EXERCISE DETAILS. Copy every line of the records below, unchanged and in the same order.

GIVEN DATA.
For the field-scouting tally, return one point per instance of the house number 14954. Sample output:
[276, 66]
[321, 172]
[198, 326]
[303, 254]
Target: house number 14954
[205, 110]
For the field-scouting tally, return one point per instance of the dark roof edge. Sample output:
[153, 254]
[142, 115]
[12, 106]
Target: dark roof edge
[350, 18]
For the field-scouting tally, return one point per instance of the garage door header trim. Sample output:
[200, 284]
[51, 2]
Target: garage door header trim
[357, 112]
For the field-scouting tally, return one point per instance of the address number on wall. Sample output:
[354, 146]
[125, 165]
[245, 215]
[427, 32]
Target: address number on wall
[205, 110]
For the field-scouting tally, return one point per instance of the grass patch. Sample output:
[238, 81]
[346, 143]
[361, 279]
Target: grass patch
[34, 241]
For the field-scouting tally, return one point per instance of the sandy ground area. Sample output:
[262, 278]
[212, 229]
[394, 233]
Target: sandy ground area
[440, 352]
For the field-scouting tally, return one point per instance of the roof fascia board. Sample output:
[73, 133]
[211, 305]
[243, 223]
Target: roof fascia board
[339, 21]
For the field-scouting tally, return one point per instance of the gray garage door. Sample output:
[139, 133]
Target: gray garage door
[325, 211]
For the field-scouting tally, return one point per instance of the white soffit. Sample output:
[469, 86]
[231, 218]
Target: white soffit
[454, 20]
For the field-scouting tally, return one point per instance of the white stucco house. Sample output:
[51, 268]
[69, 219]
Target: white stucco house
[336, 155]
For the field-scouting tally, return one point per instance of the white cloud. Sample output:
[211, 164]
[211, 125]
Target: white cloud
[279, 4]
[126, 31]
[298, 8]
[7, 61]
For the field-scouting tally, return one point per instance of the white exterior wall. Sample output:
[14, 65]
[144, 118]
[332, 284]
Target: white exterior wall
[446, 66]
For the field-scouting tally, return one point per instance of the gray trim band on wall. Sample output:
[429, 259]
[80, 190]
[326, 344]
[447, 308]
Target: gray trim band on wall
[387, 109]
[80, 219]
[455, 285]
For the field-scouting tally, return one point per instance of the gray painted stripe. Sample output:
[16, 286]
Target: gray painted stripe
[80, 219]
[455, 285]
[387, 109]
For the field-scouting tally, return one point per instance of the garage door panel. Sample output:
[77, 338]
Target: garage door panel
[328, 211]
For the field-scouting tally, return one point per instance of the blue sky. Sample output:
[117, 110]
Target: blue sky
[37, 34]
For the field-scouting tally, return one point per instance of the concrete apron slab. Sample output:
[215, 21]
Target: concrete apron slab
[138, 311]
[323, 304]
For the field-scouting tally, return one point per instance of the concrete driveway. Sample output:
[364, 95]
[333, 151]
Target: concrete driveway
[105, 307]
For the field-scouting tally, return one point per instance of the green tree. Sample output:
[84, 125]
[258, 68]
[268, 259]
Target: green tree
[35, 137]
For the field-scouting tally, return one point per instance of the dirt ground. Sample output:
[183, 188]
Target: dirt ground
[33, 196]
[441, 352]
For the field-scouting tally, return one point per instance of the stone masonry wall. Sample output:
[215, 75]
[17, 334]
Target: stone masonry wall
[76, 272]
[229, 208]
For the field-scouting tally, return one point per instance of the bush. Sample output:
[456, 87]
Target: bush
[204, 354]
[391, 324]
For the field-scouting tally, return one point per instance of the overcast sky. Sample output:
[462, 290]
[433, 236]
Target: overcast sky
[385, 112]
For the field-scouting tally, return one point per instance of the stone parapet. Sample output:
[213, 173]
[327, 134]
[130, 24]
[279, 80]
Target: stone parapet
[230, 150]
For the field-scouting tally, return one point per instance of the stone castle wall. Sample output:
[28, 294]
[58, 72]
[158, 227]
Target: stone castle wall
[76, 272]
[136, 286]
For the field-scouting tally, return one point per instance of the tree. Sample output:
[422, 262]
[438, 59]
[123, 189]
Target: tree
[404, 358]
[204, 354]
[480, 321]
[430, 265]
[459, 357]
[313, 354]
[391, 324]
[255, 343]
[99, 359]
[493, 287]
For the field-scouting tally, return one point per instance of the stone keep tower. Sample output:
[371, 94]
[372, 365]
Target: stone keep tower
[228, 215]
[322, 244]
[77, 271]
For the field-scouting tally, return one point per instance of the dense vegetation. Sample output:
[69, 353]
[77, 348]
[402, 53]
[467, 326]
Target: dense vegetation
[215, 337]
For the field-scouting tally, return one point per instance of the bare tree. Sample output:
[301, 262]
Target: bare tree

SOLVED EXERCISE.
For the field-scouting tally, return one point per instance of the house number 14954. Sample output:
[276, 66]
[321, 172]
[198, 326]
[303, 254]
Target: house number 14954
[205, 110]
For the field-scouting tally, return one point per instance of the dark roof edge. Sample output:
[153, 254]
[142, 115]
[12, 106]
Target: dark roof edge
[350, 18]
For the field-scouting tally, return one point per instance of the garage door header trim. Sample output:
[200, 284]
[51, 2]
Target: garage door header trim
[357, 112]
For the field-scouting tally, return one point per instance of the address number on wall. Sample output:
[354, 146]
[125, 165]
[245, 215]
[427, 32]
Target: address number on wall
[205, 110]
For the field-scouting tally, return one point per instance of the grass patch. Sample output:
[238, 81]
[346, 143]
[361, 279]
Target: grass patch
[34, 241]
For the field-scouting tally, return one point per instance of the sandy ground area. Sample output:
[262, 278]
[212, 229]
[394, 233]
Target: sandy ground area
[440, 352]
For the field-scouting tally, return one point per instance of the roof fascia board. Sample output:
[73, 133]
[211, 305]
[243, 223]
Target: roof fascia board
[339, 21]
For the field-scouting tally, return one point per instance of the gray garage door. Sample output:
[139, 133]
Target: gray garage door
[325, 211]
For the field-scouting tally, return one point per instance of the white soffit. Sample output:
[469, 86]
[231, 218]
Target: white soffit
[454, 20]
For the field-scouting tally, return one point per instance of the white stucco house. Sample output:
[51, 268]
[69, 219]
Target: white stucco house
[336, 155]
For the field-scouting tally, return one point per instance of the white cloud. Sample output:
[211, 164]
[211, 125]
Target: white cloud
[279, 4]
[126, 31]
[298, 8]
[7, 61]
For the field-scouting tally, return one point per instance of the white exterior wall. Sample output:
[14, 65]
[144, 118]
[332, 284]
Target: white exterior wall
[446, 66]
For the field-scouting tally, return one point per instance of the gray trim band on wall. Sample output:
[429, 259]
[80, 190]
[326, 344]
[447, 308]
Target: gray trim band on wall
[387, 109]
[80, 219]
[455, 285]
For the field-scouting tally, return one point per instance of the gray painted stripe. Sample output:
[16, 286]
Target: gray painted stripe
[80, 219]
[455, 285]
[387, 109]
For the field-scouting tally, return one point per instance of the garage door panel. Sample output:
[77, 338]
Target: garage door panel
[328, 211]
For the field-scouting tally, return one point per instance of the blue sky. Sample output:
[117, 110]
Target: blue sky
[37, 34]
For the field-scouting tally, return one point per instance of the concrete apron slab. Sample output:
[215, 21]
Target: concrete apron slab
[138, 311]
[323, 304]
For the field-scouting tally, return one point per instance of the concrete driveway. Sample output:
[364, 95]
[333, 151]
Target: concrete driveway
[105, 307]
For the field-scouting tally, return one point per instance of the green tree. Sample output:
[84, 125]
[258, 68]
[268, 259]
Target: green tree
[35, 137]
For the field-scouting tally, return one point per instance of the dirt ground. Sample output:
[183, 188]
Target: dirt ground
[33, 196]
[441, 352]
For the field-scouting tally, return one point per instance of the stone masonry wall. Sample output:
[215, 75]
[17, 334]
Target: stone masonry wall
[76, 272]
[229, 208]
For the field-scouting tally, return one point per instance of the bush. Sample output:
[456, 87]
Target: bush
[204, 354]
[391, 324]
For the field-scouting tally, return one point per instance of the overcast sky. Sample output:
[462, 290]
[433, 236]
Target: overcast sky
[385, 112]
For the field-scouting tally, return one point per instance of the stone parapet. Sample output:
[213, 173]
[327, 134]
[130, 24]
[279, 80]
Target: stone parapet
[230, 150]
For the field-scouting tally, return one point per instance of the stone castle wall. Sample output:
[28, 294]
[58, 72]
[158, 227]
Target: stone castle wall
[76, 272]
[136, 286]
For the field-scouting tally, return one point per instance of the tree. Sample output:
[422, 262]
[438, 59]
[123, 189]
Target: tree
[404, 358]
[204, 354]
[480, 321]
[430, 265]
[459, 357]
[313, 354]
[391, 324]
[255, 343]
[99, 359]
[493, 287]
For the field-scouting tally, return one point per instance of the stone keep tower. Sample output:
[371, 94]
[372, 365]
Target: stone keep tower
[228, 215]
[322, 244]
[77, 271]
For the field-scouting tally, return one point per instance of the dense vegetation. Sample output:
[69, 353]
[77, 348]
[402, 53]
[467, 326]
Target: dense vegetation
[215, 337]
For the field-scouting tally, return one point per instance of the bare tree. Sample output:
[301, 262]
Target: bare tree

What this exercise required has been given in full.